Given exercise: Print verbatim every line starting at the one that contains "the rear bumper" and ending at the final line of the records; include both endpoints.

Records shown:
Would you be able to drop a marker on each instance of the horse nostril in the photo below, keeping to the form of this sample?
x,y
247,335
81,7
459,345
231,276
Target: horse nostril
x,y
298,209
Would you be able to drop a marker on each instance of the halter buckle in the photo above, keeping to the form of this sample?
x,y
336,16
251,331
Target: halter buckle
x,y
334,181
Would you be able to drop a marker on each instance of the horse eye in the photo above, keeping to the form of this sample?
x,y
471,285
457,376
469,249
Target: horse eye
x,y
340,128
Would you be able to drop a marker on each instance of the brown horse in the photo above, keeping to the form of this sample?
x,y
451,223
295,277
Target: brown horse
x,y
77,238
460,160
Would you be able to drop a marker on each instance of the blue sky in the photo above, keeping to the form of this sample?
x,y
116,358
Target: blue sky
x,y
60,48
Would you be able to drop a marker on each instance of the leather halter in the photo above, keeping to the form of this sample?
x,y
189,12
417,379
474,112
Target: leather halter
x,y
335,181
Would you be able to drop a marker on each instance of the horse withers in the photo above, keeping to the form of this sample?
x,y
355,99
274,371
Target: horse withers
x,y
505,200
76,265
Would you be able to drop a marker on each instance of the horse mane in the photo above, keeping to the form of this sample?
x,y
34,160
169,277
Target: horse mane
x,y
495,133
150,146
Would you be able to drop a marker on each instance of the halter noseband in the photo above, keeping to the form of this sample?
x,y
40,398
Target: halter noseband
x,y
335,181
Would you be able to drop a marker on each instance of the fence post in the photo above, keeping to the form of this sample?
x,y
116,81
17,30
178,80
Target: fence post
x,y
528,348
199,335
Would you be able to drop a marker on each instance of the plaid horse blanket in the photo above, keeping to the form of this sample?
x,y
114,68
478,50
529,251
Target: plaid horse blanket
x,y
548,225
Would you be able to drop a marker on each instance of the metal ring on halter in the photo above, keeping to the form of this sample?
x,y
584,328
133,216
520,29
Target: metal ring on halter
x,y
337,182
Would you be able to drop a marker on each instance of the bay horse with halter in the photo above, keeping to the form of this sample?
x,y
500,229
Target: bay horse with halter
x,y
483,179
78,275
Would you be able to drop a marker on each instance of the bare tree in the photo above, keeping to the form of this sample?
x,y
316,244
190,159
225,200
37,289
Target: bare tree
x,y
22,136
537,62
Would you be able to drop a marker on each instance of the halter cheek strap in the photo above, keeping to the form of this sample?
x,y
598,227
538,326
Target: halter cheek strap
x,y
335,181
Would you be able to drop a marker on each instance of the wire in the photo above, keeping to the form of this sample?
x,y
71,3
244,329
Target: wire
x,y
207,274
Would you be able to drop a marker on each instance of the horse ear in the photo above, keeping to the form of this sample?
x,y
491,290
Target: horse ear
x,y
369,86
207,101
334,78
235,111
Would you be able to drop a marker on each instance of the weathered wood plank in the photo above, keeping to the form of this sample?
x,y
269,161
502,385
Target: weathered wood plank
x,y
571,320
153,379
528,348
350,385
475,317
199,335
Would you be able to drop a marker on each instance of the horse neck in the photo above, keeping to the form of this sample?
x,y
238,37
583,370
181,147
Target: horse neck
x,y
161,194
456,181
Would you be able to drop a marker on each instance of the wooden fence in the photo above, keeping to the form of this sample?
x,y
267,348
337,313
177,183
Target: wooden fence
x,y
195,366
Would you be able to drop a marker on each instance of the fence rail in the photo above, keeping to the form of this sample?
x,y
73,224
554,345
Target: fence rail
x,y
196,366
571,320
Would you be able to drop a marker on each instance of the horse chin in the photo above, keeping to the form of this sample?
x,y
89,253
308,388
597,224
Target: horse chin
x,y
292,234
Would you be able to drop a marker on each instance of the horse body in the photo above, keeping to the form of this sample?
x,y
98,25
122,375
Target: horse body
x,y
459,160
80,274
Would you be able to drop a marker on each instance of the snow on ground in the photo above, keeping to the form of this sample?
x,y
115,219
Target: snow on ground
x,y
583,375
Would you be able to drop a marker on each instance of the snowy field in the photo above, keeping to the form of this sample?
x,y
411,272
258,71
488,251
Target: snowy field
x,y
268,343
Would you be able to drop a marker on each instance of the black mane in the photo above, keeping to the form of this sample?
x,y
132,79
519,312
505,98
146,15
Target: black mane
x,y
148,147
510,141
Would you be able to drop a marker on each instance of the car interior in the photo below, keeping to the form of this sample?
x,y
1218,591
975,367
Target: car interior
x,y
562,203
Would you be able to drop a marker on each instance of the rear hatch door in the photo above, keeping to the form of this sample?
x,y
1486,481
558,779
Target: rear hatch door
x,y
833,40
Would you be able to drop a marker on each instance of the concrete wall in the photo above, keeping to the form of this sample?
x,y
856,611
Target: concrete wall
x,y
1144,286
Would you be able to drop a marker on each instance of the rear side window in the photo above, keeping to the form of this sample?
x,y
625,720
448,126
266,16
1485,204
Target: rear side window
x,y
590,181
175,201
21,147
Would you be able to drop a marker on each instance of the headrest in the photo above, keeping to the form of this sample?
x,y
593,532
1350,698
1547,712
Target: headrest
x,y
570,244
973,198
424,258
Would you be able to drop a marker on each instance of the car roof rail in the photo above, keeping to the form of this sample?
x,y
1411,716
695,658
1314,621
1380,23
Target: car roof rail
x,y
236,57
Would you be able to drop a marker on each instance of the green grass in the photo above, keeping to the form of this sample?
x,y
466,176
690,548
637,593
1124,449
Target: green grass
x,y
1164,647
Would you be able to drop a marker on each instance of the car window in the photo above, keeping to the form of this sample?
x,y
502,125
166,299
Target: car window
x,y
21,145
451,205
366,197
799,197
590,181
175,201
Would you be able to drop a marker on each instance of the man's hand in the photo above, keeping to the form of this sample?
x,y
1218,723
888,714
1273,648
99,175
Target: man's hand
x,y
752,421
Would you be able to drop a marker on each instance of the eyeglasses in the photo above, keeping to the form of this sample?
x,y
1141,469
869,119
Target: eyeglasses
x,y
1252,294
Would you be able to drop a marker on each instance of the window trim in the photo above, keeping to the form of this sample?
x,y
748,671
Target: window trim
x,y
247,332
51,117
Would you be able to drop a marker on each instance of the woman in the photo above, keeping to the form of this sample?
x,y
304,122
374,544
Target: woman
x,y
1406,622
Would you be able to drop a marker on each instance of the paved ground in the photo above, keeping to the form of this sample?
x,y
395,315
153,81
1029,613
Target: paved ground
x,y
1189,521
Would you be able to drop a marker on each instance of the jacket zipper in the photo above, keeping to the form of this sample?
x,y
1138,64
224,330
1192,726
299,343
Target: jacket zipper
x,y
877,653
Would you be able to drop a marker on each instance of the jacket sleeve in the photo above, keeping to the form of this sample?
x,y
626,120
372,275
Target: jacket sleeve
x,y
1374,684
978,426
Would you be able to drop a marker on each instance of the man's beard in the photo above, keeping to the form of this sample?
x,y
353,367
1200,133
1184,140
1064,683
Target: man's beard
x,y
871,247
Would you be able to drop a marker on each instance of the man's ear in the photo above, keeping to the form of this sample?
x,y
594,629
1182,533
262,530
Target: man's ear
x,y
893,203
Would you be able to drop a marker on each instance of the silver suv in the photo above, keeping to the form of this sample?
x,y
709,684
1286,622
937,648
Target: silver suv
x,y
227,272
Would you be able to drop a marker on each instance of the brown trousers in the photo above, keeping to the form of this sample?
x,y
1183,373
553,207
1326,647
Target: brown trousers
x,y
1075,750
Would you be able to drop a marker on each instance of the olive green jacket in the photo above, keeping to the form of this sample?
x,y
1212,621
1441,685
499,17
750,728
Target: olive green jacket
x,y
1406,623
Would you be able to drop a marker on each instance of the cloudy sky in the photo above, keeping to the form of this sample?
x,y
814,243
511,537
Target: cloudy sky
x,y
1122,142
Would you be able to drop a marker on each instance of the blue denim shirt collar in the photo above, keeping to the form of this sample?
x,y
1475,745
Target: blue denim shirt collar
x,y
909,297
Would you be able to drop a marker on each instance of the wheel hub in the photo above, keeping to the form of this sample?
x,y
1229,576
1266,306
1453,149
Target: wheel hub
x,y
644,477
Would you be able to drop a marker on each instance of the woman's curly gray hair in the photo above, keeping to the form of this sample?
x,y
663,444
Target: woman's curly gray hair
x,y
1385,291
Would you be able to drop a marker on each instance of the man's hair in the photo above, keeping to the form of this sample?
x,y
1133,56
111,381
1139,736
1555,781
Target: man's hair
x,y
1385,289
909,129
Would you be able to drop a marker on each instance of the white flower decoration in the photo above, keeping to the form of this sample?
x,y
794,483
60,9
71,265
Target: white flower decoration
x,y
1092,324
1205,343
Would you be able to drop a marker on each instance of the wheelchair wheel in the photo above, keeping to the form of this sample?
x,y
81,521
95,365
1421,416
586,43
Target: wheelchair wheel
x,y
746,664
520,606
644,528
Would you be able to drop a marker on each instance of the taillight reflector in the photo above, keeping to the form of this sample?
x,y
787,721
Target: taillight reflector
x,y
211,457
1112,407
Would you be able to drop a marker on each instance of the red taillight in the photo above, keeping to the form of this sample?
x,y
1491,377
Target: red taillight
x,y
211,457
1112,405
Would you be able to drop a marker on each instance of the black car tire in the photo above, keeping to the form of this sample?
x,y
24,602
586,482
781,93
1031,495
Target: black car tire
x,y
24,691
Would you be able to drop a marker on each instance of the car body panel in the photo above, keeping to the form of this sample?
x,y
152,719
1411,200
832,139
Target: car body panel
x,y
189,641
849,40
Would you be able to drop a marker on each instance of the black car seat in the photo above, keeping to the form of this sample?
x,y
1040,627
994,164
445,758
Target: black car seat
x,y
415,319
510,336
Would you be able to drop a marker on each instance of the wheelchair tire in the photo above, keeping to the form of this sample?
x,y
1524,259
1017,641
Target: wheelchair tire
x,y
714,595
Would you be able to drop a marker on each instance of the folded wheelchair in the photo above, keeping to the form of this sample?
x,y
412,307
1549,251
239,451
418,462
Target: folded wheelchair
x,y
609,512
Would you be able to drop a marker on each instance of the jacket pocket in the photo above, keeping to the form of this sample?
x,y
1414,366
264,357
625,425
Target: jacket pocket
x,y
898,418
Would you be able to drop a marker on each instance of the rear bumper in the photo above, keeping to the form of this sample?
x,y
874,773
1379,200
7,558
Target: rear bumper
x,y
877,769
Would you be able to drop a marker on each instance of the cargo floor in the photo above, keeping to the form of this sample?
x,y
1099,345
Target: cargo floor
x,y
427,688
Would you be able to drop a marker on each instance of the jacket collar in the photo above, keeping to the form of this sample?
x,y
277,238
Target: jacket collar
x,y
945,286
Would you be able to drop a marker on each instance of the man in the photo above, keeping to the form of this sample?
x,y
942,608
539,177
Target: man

Completed task:
Would you be able to drop a marker on each instance of the rear bumper in the photo above, keeping to the form of this sample?
x,y
874,773
1379,200
7,558
Target: rear bumper
x,y
877,769
Would you be able to drop a marker on each instance of the cargo floor in the photo above, keeping to the form of this sample?
x,y
1099,345
Target: cargo floor
x,y
427,688
Would you be able to drop a marker on each instance of the jacket collar in the photo above, keeping to the form of this sample?
x,y
277,238
Target: jacket collar
x,y
945,286
Would you be able to drop a marker on each instance of the man in the photo above, keeping to the form of this sample?
x,y
942,608
539,177
Target: man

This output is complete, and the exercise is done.